| ARBEITSANWEISUNGEN |
1. Bearbeite im Text zur Cloud-Sicherheit den Abschnitt, der mit den Worten „Die Kontrolle des“ beginnt und mit „Authentifizierung sichergestellt werden.“ endet. Gib ihn wieder und ersetze dabei „Cloud-Anwendungen“ durch „Cloud-Diensten“.
2. Erkläre in ein bis drei Sätzen, warum überprivilegierte Nutzer und zu weit gefasste Rechte laut dem Text zur Cloud-Sicherheit ein Problem darstellen.
3. Führe den Text zur Cloud-Sicherheit im Anschluss an seinen letzten Satz weiter.

| LESETEXT |
★ ★ ★ ★ ★

Die Kontrolle des Zugriffs auf die Cloud ist eine der kritischsten Sicherheitskontrollen und deshalb unerlässlich. So muss nicht nur die Authentifizierung gegenüber den Cloud-Anwendungen geschützt, sondern auch eine kontinuierliche Validierung und Verifizierung der Aktionen privilegierter Benutzer nach deren Authentifizierung sichergestellt werden.

Welches Fehlverhalten bzw. welche Nachlässigkeiten auf Seiten der IT-Teams begünstigen Cloud-bezogene Cybervorfälle?

Bereits heute spielen bei fast drei Viertel aller Cloud-Vorfälle kompromittierte Zugriffsdaten eine Rolle. Dies liegt unter anderem daran, dass viele Unternehmen nach wie vor Probleme haben, einen Least Privilege-Ansatz umzusetzen, d.h. Zugriffsrechte konsequent nach dem need-to-know-Prinzip zu verteilen. Das Ergebnis sind überprivilegierte Nutzer und viel zu weitgefasste Rechte, die die Angriffsfläche eines Unternehmens unnötig vergrößern und dafür sorgen, dass Angreifer viel weniger Schritte benötigen, um ihre Attacken erfolgreich umzusetzen. Dieselbe Nachlässigkeit legen viele IT-Teams auch beim Passwortmanagement an den Tag. Viele Cloudzugriffe sind nur durch ein einziges Passwort abgesichert, anstatt durch eine solide Multi-Faktor-Authentifizierung. Grundsätzlich kann man beobachten, dass vielen Sicherheitsverantwortlichen einfach die nötige Transparenz über alle privilegierten Cloud-Zugriffe und Sitzungen fehlt, was die vermehrte remote-Arbeit in den letzten Wochen natürlich nochmal verstärkt hat. Dies hat zur Folge, dass Kompromittierungen und Missbrauch nur schwer oder viel zu spät entdeckt werden.

★ ★ ★ ★ ★

| BEREITGESTELLTES MATERIAL |
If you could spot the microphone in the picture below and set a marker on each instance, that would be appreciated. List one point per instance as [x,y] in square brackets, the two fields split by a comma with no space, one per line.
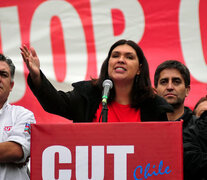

★ ★ ★ ★ ★

| ANTWORTEN |
1.
Die Kontrolle des Zugriffs auf die Cloud ist eine der kritischsten Sicherheitskontrollen und deshalb unerlässlich. So muss nicht nur die Authentifizierung gegenüber den Cloud-Diensten geschützt, sondern auch eine kontinuierliche Validierung und Verifizierung der Aktionen privilegierter Benutzer nach deren Authentifizierung sichergestellt werden.

2. Überprivilegierte Nutzer und zu weit gefasste Rechte vergrößern die Angriffsfläche eines Unternehmens unnötig. Zudem sorgen sie dafür, dass Angreifer viel weniger Schritte benötigen, um ihre Attacken erfolgreich umzusetzen.

3.
Darüber hinaus sind auch fehlkonfigurierte Cloud-Speicher ein gefundenes Fressen für Hacker. Sie suchen gezielt nach nicht abgeänderten Standardeinstellungen oder falsch konfigurierten Sicherheitsrichtlinien, die ihnen uneingeschränkten Zugriff etwa auf Cloud-Datenbanken und in einem weiteren Schritt Datendiebstahl ermöglichen. Zudem haben Unternehmen unwissentlich unsichere Anwendungen oder APIs im Einsatz. Immer öfter sind Automatisierung ohne Authentifizierung, fest kodierte Passwörter und Token und Klartext-Authentifizierung Grund für Sicherheitsvorfälle in der Cloud. Begünstigt wird dies sicherlich auch durch den DevOps-Trend.

Viele Cyberangriffe können durch angemessene Sicherheitsmaßnahmen verhindert werden. Aber wo fängt man bei deren Umsetzung am besten an?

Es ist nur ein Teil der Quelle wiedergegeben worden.